--- START OF Text provided ---

United States Court of Appeals
For the Eighth Circuit
___________________________
No. 13-1816
___________________________
A. D. Smith, et al.
lllllllllllllllllllll Plaintiffs - Appellants
v.
Board of Education of the Palestine-Wheatley School District, et al.
lllllllllllllllllllll Defendants - Appellees
____________
Appeal from United States District Court
for the Eastern District of Arkansas - Little Rock
____________
Submitted: January 16, 2014
Filed: October 2, 2014
____________
Before LOKEN, MURPHY, and COLLOTON, Circuit Judges.
____________
LOKEN, Circuit Judge.
In 1987, the majority white Palestine school district and the majority African-
American Wheatley school district, both located in St. Francis County, Arkansas,
voluntarily consolidated into the Palestine-Wheatley School District (the “District”),
while continuing to operate elementary and secondary schools in both communities.
In 1989, Wheatley schoolchildren, their parents, and other interested parties (the
“Wheatley plaintiffs”) sued the District, alleging on-going violations of the Voting
Rights Act and the Fourteenth Amendment. In May 1990, the district court confirmed
a settlement between the parties and approved a consent decree to enforce the
settlement “in accordance with its terms.” A central provision required that the
District operate a single middle school located in the town of Wheatley.

--- END OF Text provided ---
--- START OF Given information ---

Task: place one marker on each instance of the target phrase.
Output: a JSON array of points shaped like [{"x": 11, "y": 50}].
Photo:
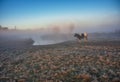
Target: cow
[{"x": 81, "y": 36}]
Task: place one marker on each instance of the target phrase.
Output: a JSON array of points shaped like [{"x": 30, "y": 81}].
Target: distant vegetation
[{"x": 3, "y": 28}]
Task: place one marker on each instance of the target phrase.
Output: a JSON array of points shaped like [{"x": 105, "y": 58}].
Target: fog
[
  {"x": 43, "y": 36},
  {"x": 52, "y": 35}
]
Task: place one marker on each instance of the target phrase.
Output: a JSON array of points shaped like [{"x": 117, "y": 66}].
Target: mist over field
[{"x": 53, "y": 35}]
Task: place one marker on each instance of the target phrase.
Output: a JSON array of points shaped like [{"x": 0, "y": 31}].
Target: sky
[{"x": 25, "y": 14}]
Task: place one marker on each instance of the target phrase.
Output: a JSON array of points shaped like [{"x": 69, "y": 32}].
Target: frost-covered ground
[{"x": 92, "y": 61}]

--- END OF Given information ---

(Task prompt): Translate this sentence from the court opinion into Spanish: "A central provision required that the District operate a single middle school located in the town of Wheatley."

(Written response): Una disposición central exigía que el Distrito operara una única escuela intermedia ubicada en el pueblo de Wheatley.